**What to produce:** Render the data as a JSON list of strings, one string per line and no blank lines. Begin with the line containing "Check that each instance of the haze" and continue through the line containing "Check that each instance of the smokestack", with both of those lines included.

--- Begin Records to process ---

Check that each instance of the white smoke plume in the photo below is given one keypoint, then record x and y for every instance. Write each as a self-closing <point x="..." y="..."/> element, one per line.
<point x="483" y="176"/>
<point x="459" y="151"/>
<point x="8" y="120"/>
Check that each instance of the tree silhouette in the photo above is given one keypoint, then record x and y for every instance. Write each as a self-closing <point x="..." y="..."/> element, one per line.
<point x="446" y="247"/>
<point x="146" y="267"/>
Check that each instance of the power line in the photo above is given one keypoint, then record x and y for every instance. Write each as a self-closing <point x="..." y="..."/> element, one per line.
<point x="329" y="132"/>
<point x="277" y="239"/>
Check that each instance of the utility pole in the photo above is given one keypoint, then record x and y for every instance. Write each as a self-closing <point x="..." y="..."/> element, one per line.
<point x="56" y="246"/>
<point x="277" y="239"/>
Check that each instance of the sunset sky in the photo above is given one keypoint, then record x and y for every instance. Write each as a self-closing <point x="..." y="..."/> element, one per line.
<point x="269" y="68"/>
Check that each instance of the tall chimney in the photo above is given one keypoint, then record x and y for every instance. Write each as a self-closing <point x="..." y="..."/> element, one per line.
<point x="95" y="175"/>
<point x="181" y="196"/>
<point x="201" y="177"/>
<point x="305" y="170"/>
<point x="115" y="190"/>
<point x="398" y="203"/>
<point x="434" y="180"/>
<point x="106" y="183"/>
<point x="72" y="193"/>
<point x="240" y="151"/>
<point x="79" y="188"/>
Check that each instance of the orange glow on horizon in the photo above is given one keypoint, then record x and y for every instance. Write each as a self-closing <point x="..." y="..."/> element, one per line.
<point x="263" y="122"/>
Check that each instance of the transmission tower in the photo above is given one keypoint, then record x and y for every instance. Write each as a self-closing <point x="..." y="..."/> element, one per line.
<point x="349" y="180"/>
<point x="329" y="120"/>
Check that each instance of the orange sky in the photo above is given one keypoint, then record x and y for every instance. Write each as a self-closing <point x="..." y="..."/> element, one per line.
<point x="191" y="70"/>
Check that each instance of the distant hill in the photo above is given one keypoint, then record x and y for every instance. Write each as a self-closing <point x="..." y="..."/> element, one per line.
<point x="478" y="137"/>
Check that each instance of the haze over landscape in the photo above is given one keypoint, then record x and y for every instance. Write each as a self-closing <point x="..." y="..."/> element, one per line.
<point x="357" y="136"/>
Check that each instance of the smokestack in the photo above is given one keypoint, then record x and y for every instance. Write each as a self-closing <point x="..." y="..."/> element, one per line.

--- End Records to process ---
--- Begin Records to process ---

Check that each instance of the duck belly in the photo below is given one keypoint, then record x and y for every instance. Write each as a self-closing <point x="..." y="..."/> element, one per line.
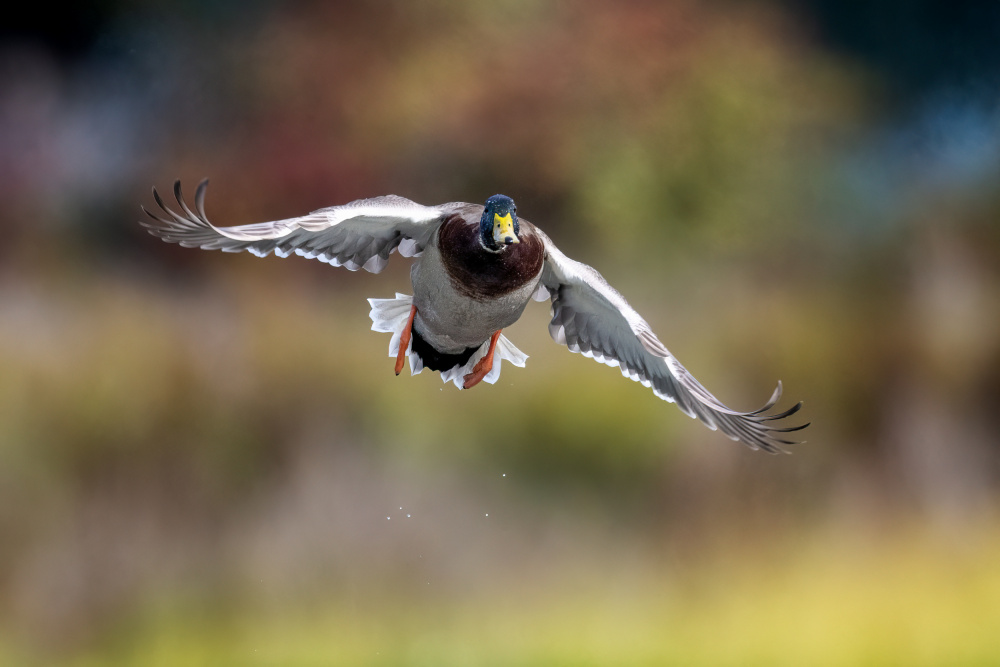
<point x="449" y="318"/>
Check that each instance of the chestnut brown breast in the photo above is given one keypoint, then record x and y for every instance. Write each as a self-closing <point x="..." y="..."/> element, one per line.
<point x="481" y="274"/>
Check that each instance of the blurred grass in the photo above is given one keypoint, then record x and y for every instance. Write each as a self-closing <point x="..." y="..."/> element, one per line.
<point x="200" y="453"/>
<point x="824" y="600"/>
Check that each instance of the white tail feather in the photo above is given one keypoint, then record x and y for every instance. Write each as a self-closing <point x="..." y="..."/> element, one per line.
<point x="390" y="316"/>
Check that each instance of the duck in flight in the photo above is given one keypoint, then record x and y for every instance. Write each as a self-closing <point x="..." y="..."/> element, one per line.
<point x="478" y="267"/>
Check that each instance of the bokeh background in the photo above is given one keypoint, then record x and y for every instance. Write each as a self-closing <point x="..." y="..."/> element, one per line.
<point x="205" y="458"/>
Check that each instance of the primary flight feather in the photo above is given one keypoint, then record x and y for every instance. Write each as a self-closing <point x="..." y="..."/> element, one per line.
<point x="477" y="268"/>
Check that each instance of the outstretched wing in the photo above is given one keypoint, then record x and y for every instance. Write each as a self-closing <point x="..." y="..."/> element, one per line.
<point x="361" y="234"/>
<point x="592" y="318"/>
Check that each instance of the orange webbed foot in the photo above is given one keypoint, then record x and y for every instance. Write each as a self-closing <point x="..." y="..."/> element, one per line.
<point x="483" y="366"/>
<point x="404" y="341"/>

--- End Records to process ---

**Solution to this problem:**
[
  "Check that each instance of the haze over landscape in the photo above is given one keypoint, then record x and y for every instance. Write each as a self-closing <point x=\"...\" y=\"...\"/> element, one per line.",
  "<point x=\"357\" y=\"136\"/>",
  "Check that each instance of the smokestack in the photo above is given one keypoint, then record x and y for every instance. Write each as a self-closing <point x=\"...\" y=\"...\"/> element, one per line."
]